#### AIM OF THE EXERCISE:
Could you transcribe the account-based marketing text below word for word, from its first line to its last?

#### TEXT PROVIDED:
*****

Forbes Agency Council
POST WRITTEN BY
Kim Charlton

The concept of account-based marketing (ABM) seems obvious: prioritize and customize your marketing for the most promising potential customers. After all, what business to business (B2B) sales organization doesn’t have a list of whale accounts it would love to land? The challenge is getting decision makers to answer the phone.

Where ABM proves its value is in the execution -- strategies that earn the admiration of people in a position to buy your product. This process is longer and more intricate than it might seem, but it pays off: 87% of marketers surveyed by ITSMA say ABM delivers better returns than any other approach.

Here are some of the most important lessons I’ve learned while helping clients pitch their way into the C-suite:

Credibility And Targeting: The Groundwork Of ABM

Don’t approach high-value targets with the attitude of someone on the outside wanting in. Make yourself a part of their world. Take stock of your wider brand awareness strategy. The more recognizable your organization is within your market -- and the more people associate you with leadership in your industry -- the better the odds that decision makers will associate your solution with their business problem before you even introduce yourself.

*****

#### PROVIDED MATERIAL:

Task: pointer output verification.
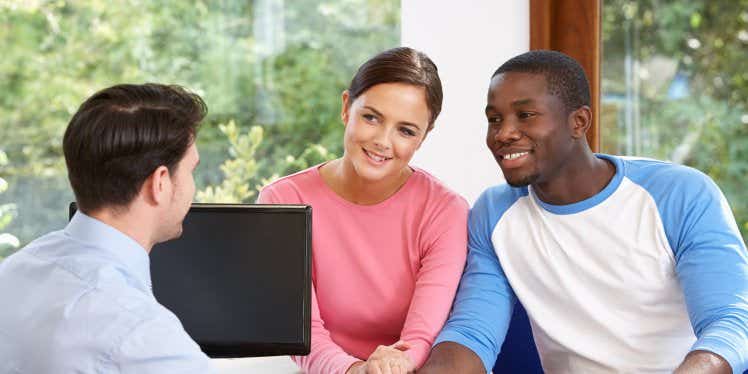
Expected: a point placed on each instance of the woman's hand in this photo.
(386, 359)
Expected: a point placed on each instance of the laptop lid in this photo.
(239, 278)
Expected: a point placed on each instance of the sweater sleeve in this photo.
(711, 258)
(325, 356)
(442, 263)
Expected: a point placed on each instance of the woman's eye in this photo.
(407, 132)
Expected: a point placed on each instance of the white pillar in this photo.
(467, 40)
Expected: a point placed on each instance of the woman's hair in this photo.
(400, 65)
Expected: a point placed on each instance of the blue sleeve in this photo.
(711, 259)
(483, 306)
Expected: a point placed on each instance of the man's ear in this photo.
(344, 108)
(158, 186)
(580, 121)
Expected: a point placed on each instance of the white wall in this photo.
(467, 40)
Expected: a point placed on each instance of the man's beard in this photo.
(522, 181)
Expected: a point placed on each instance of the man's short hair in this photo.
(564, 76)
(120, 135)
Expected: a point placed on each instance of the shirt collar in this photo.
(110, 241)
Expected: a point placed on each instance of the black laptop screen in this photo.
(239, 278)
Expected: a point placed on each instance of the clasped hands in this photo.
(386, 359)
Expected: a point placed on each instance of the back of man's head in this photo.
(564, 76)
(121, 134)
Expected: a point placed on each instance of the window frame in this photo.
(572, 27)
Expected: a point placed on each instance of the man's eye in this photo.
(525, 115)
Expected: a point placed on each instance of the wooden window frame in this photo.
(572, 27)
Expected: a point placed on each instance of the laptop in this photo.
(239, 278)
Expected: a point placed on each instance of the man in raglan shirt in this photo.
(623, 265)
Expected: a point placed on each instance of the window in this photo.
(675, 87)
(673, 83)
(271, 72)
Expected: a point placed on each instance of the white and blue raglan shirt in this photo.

*****

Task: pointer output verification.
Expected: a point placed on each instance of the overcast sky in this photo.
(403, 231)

*****

#### FULL SOLUTION:
Forbes Agency Council
POST WRITTEN BY
Kim Charlton

The concept of account-based marketing (ABM) seems obvious: prioritize and customize your marketing for the most promising potential customers. After all, what business to business (B2B) sales organization doesn’t have a list of whale accounts it would love to land? The challenge is getting decision makers to answer the phone.

Where ABM proves its value is in the execution -- strategies that earn the admiration of people in a position to buy your product. This process is longer and more intricate than it might seem, but it pays off: 87% of marketers surveyed by ITSMA say ABM delivers better returns than any other approach.

Here are some of the most important lessons I’ve learned while helping clients pitch their way into the C-suite:

Credibility And Targeting: The Groundwork Of ABM

Don’t approach high-value targets with the attitude of someone on the outside wanting in. Make yourself a part of their world. Take stock of your wider brand awareness strategy. The more recognizable your organization is within your market -- and the more people associate you with leadership in your industry -- the better the odds that decision makers will associate your solution with their business problem before you even introduce yourself.